Answer these questions using the yoga picture-book review:
1. Apart from the rest pose, how many yoga poses does the book depict?
2. How many children appear in the opening scene, and where are they gathered?
3. Which creature is described as "King of the jungle"?

[begin Excerpted passage]

A celebration of the ways that even young children can experience the wide world through their bodies as well as their minds.

YOU ARE A LION!

AND OTHER FUN YOGA POSES

Sometimes a stretch of the imagination is good for the body, as well.

Seven simple yoga poses (lion, butterfly, dog, snake, frog, cat, mountain) and a rest pose are depicted by a rounded and multiethnic group of preschoolers. An opening scene shows six children gathered in a grassy meadow: “When the golden sun rises / Warm rays fill the garden / Children all gather / Namaste to the morning.” Each subsequent pose is shown in a two-page spread in which a different child demonstrates the pose (“Sit on your heels / Hands on our knees / Tongue out! / You are a …”). This is followed by a two-page opening in which the creature joins the child, and the world around becomes its habitat (“…LION / King of the jungle / Roaring so loud / Make the woods rumble”). Yoo’s palette is filled with warm colors, and her block-print and line drawings fill the space without overwhelming it. The generous white space in these openings, along with the friendly type, adds to the overall feeling of invitation and encouragement. This is a pleasingly uncomplicated introduction to yoga that can also simply be read as an invitation to play.

[end Excerpted passage]
[begin Data provided]

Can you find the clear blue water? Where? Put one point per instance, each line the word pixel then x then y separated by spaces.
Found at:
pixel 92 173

[end Data provided]

Exercise answer
1. Seven
2. Six children, in a grassy meadow
3. The lion